+++ KUTIPAN TERPILIH

Isu populer dari dunia pendidikan Indonesia hari-hari ini mungkin antara lain adalah isu mafia pendidikan, kisruh tentang zonasi dan isu konsep pendidikan yang diajukan oleh Nadiem Makarim (Mendikbud baru). Isu tentang mafia pendidikan bukanlah barang baru. Mafia pendidikan biasanya merujuk kepada mereka yang 'bermain' dalam praktis pendidikan. Misalnya ada kecurigaan munculnya praktek 'uang pelicin' untuk kenaikan jabatan, jual beli soal, jual beli kursi siswa baru, korupsi anggaran untuk pelatihan dan sebagainya. Keberadaan mafia pendidikan tentu mesti dicari buktinya secara riil.
Akhir-akhir ini juga muncul kisruh tentang pelaksanaan Penerimaan Peserta Didik Baru (PPDB) di Jakarta, hingga ada demonstrasi yang menuntut adanya evaluasi terhadap PPDB di Jakarta, karena menurut peserta demo pelaksanaan PPDB di Jakarta menyimpang dari Permendikbud No.44 Tahun 2019. Sehingga banyak yang gagal masuk sekolah hanya dikarenakan faktor usia. Namun kasus ini sudah mulai coba dicarikan solusi dengan menambah kuota jalur zonasi bina rw, yakni dengan menambah kuota kelas dari 36 menjadi 40 siswa.
Jika kedua isu tersebut lebih banyak berisi tentang hal yang terkait dengan 'manejemen keuangan pendidikan' dan 'manajemen pengelolaan kelas', atau bisa kita katakan lebih bersifat teknis, isu yang satu ini lebih bersifat essensi. Isu ini adalah munculnya ide untuk 'memperbaharui' arah pendidikan. Isu ini muncul dari Nadiem Makariem (Mendikbud), yang mencoba mengusung konsep yang disebutnya dengan istilah 'Merdeka Belajar'.
Merdeka belajar menurutnya adalah kemerdekaan berpikir yang harus didahului oleh para guru sebelum mereka mengajarkanya pada siswa-siswi. Pada tahun-tahun mendatang, sistem pengajaran akan berubah dari yang awalnya bernuansa di dalam kelas menjadi diluar kelas. Bukan hanya mendengarkan penjelasan guru, tetapi lebih membentuk karakter peserta didik yang berani, mandiri, cerdik dalam bergaul, beradab, sopan, berkompetensi. Tidak hanya mengandalkan sistem ranking yang menurut beberapa survei hanya meresahkan anak dan orang tua saja, karena sebenarnya setiap anak memiliki bakat dan kecerdasannya dalam bidang masing-masing. Nantinya akan terbentuk para pelajar yang siap kerja dan kompeten, serta berbudi luhur di lingkungan masyarakat.

++++++
+++ CATATAN DATA

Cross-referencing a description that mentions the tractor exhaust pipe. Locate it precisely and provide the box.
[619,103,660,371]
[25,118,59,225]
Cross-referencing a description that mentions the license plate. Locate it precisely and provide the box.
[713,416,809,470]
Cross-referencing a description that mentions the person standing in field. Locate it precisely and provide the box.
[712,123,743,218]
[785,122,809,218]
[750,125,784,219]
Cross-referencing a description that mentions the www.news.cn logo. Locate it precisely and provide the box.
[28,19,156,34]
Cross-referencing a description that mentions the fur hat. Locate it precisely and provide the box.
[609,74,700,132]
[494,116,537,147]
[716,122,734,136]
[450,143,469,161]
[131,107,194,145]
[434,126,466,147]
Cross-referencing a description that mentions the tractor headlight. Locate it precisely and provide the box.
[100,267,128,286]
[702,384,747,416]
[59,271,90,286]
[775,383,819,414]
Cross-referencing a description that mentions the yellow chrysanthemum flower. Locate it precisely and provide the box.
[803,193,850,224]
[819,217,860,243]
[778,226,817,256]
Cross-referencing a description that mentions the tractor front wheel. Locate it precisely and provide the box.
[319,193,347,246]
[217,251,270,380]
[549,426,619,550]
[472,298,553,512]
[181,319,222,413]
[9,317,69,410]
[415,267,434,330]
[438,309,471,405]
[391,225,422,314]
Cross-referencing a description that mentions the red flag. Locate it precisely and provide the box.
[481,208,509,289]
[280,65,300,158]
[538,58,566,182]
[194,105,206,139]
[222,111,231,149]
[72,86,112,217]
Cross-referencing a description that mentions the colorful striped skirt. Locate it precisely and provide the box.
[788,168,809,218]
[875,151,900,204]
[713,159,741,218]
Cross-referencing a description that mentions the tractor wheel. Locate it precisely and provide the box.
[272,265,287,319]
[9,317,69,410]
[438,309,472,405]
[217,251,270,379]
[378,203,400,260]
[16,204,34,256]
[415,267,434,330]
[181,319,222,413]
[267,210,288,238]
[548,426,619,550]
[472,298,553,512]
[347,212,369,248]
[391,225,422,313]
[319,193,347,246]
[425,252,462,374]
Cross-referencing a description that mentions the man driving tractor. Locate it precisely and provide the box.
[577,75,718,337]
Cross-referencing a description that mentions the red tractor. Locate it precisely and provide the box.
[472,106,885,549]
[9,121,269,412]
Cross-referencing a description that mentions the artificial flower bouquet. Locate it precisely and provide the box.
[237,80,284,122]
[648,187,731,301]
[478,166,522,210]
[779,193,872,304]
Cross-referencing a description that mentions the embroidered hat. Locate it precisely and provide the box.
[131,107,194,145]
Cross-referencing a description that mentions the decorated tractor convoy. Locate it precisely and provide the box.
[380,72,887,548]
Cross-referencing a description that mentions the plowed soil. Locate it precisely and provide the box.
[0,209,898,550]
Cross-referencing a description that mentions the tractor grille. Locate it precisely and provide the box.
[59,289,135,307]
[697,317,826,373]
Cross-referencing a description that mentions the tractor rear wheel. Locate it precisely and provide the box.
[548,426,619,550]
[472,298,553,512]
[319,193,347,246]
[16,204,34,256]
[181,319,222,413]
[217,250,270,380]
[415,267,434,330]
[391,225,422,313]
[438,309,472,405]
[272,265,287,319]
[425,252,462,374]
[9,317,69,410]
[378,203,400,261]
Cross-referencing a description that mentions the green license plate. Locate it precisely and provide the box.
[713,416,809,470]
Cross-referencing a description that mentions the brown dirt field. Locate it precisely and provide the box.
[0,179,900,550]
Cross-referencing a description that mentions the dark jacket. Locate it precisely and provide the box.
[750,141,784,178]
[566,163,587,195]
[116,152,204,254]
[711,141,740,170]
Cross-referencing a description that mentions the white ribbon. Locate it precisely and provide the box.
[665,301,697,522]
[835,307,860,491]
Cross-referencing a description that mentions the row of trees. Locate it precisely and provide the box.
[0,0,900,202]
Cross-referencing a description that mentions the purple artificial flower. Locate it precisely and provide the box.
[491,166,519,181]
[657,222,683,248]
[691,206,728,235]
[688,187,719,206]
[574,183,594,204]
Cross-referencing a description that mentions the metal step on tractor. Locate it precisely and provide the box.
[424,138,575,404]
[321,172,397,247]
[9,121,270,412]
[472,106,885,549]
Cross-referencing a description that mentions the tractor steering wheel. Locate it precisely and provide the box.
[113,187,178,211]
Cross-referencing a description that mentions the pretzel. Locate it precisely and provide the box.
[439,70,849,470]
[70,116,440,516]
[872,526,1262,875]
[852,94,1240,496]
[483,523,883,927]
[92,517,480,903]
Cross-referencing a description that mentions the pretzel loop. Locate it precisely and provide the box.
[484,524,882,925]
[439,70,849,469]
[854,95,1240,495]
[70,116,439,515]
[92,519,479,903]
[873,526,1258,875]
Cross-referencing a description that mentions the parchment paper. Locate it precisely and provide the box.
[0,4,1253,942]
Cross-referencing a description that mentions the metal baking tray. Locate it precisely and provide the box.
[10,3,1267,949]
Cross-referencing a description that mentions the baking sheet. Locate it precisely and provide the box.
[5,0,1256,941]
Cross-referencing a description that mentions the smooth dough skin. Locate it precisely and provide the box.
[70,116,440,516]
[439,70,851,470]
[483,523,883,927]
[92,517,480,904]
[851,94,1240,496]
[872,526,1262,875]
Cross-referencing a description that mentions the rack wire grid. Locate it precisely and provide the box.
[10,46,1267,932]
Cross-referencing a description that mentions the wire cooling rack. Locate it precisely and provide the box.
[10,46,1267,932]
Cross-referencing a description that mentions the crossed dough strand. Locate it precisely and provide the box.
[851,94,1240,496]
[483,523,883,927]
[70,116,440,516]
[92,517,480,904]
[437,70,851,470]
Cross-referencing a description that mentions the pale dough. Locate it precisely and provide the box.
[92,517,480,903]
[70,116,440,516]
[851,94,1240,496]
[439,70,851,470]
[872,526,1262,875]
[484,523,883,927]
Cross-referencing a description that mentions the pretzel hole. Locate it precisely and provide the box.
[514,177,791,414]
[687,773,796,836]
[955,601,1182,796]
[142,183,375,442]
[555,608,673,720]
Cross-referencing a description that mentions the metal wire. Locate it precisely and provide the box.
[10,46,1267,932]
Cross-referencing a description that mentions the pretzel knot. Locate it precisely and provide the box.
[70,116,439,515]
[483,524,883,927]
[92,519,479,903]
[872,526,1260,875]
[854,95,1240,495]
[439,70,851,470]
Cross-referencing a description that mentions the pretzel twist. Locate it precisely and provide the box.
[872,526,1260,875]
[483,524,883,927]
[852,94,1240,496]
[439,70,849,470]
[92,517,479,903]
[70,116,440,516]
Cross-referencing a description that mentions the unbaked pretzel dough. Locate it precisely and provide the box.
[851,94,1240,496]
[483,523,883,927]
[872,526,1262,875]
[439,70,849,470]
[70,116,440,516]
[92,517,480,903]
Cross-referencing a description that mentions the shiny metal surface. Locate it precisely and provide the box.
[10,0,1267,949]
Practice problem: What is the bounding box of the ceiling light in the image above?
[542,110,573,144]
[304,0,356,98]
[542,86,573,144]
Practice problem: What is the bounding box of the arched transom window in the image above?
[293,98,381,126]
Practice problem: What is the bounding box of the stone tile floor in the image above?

++++++

__TUGAS YANG DIKERJAKAN__
1. Menurut kutipan tentang isu pendidikan, kuota kelas di jalur zonasi bina RW ditambah dari berapa menjadi berapa siswa?
2. Teruskan kutipan tentang isu pendidikan mulai dari kalimat terakhirnya.

__JAWABAN TUGAS__
1. Dari 36 menjadi 40 siswa.

2.
Dengan melihat isu-isu tersebut diatas, terutama diskusi tentang konsep'Merdeka Belajar' dan nanti mungkin kita akan 'menarik' isu-isu lain yang terkait untuk juga dibahas, kita akan coba melakukan analisa, dengan belajar kepada teori-teori yang dikembangkan oleh para filsuf yang concern dengan dunia pendidikan. Mungkin kita bisa menemukan pararel-pararel atau relevansi antara fenomena pendidikan kita dengan teori mereka atau mungkin justru kita bisa menemukan essensi dari teori-teori tersebut dan mungkin bisa menjadi 'perspektif baru' terhadap arah pendidikan kita.
Pertama, Teori Kesadaran Transitif Kritis
Teori ini dikembangkan oleh Paulo Freire, seorang filsuf asal Brasil yang terkenal dengan beberapa karyanya yang fokus di dunia pendidikan. Konsep dasar pendidikan menurut Freire adalah bahwa manusia mestinya dilatih untuk menjadi subyek, mampu menganalisa permasalahan secara komprehensip dan menentukan keputusan secara mandiri tanpa dipengaruhi pihak lain.
Manusia, dalam pandangan Freire dikatakan tidak utuh lagi bila ia kehilangan kemampuan untuk memilih, bila pilihannya adalah pilihan orang lain dan keputusan-keputusan yang diambilnya merupakan keputusan yang ditentukan 'pihak luar'. Freire menyebut gejala ini sebagai tanda atau gejala dehumanisasi.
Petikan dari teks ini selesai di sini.